Required action: When you reach the line in the data below that contains "Could you point to the canal water", please start repeating lines exactly, and stop after the line that contains "Could you point to the building", repeating nothing else.

Task inputs:

--------

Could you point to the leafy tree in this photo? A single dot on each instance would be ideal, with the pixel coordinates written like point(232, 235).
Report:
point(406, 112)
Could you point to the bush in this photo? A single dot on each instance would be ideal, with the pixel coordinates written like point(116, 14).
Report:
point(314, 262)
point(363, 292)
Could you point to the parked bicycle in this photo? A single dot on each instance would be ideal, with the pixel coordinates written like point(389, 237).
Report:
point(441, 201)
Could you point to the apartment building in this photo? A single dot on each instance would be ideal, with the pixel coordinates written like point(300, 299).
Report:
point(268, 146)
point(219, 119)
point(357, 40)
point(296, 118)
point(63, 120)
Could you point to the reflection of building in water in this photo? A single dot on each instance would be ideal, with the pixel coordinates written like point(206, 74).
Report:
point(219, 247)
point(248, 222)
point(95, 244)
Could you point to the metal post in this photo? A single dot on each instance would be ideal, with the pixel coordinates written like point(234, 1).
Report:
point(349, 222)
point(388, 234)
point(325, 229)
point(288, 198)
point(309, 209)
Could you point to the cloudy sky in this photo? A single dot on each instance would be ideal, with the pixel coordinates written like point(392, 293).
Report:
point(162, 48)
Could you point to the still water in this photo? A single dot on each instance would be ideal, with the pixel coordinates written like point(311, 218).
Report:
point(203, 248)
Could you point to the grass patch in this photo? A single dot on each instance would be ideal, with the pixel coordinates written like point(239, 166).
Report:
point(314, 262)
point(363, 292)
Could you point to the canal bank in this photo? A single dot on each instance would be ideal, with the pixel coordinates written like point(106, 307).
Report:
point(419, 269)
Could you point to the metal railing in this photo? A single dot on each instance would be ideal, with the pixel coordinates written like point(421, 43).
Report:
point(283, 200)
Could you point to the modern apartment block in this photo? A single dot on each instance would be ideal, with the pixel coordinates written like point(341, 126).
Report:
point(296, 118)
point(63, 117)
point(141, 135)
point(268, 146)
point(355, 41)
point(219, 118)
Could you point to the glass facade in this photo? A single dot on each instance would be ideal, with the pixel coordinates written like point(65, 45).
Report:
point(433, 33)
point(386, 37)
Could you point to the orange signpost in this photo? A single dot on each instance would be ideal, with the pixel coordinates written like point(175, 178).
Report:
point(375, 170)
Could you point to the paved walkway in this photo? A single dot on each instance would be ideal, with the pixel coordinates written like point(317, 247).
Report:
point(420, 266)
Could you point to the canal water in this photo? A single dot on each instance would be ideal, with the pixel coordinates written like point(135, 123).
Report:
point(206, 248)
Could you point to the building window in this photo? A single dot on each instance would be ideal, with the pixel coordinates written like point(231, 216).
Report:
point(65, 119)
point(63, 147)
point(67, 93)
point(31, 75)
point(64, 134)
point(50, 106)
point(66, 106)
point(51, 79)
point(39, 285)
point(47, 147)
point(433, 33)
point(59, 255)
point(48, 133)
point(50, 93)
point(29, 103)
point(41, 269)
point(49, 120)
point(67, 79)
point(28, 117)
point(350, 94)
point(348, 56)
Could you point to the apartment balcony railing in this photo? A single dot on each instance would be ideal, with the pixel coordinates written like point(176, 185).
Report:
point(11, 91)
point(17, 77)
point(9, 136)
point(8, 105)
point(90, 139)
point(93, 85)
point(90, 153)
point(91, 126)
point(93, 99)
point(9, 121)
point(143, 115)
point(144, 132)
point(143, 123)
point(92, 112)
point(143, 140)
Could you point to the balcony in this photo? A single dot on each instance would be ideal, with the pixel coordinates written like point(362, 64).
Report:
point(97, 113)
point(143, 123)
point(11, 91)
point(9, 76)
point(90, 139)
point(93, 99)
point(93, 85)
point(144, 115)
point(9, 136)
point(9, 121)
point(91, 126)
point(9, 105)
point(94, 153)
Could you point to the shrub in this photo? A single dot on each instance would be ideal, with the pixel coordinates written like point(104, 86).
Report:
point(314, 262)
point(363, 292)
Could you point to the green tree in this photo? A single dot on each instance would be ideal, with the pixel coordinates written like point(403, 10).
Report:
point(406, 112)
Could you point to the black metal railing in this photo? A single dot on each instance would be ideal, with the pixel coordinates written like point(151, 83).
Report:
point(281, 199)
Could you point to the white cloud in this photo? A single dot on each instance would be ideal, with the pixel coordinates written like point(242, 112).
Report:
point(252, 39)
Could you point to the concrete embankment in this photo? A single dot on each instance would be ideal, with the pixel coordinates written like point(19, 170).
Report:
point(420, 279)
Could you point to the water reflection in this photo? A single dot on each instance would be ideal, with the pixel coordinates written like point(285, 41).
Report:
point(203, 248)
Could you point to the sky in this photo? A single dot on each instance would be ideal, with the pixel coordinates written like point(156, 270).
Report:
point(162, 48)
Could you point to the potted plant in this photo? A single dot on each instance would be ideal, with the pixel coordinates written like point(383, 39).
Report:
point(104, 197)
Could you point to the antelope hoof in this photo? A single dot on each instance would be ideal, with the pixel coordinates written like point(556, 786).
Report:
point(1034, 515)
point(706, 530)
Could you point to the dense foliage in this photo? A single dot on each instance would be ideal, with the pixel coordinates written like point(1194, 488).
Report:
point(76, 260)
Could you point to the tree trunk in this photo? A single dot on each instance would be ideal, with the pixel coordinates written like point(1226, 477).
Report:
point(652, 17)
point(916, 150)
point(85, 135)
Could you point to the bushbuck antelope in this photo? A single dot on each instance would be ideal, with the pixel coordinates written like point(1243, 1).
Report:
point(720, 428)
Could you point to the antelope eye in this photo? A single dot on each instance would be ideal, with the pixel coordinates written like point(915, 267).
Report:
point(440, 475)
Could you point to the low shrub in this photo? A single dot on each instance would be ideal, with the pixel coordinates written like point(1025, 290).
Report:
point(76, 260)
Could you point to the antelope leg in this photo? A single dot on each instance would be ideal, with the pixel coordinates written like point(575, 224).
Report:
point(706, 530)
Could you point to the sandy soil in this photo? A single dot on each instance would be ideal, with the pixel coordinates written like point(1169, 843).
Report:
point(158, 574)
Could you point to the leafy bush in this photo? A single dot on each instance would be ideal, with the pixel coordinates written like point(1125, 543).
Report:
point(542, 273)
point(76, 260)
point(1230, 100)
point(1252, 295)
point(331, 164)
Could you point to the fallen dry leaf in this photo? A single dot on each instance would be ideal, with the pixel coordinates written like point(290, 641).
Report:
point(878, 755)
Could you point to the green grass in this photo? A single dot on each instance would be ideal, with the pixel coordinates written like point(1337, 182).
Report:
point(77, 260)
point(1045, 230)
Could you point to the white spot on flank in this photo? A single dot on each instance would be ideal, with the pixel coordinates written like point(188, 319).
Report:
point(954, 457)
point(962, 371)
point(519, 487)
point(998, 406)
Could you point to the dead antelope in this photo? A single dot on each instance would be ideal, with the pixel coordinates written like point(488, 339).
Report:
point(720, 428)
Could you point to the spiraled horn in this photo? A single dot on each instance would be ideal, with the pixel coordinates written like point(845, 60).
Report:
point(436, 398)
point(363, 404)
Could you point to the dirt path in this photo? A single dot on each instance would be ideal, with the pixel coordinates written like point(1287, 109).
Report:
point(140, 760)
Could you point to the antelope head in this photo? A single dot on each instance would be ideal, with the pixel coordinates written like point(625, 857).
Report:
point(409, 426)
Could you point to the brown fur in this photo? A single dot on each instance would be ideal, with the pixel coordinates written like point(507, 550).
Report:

--------

Your solution:
Could you point to the canal water in this photo? A single dot on each instance would be ideal, with the pixel coordinates written like point(135, 123).
Report:
point(206, 248)
Could you point to the building window in this photo? A single dot on each instance would be ideal, with the pixel coordinates written like point(231, 216).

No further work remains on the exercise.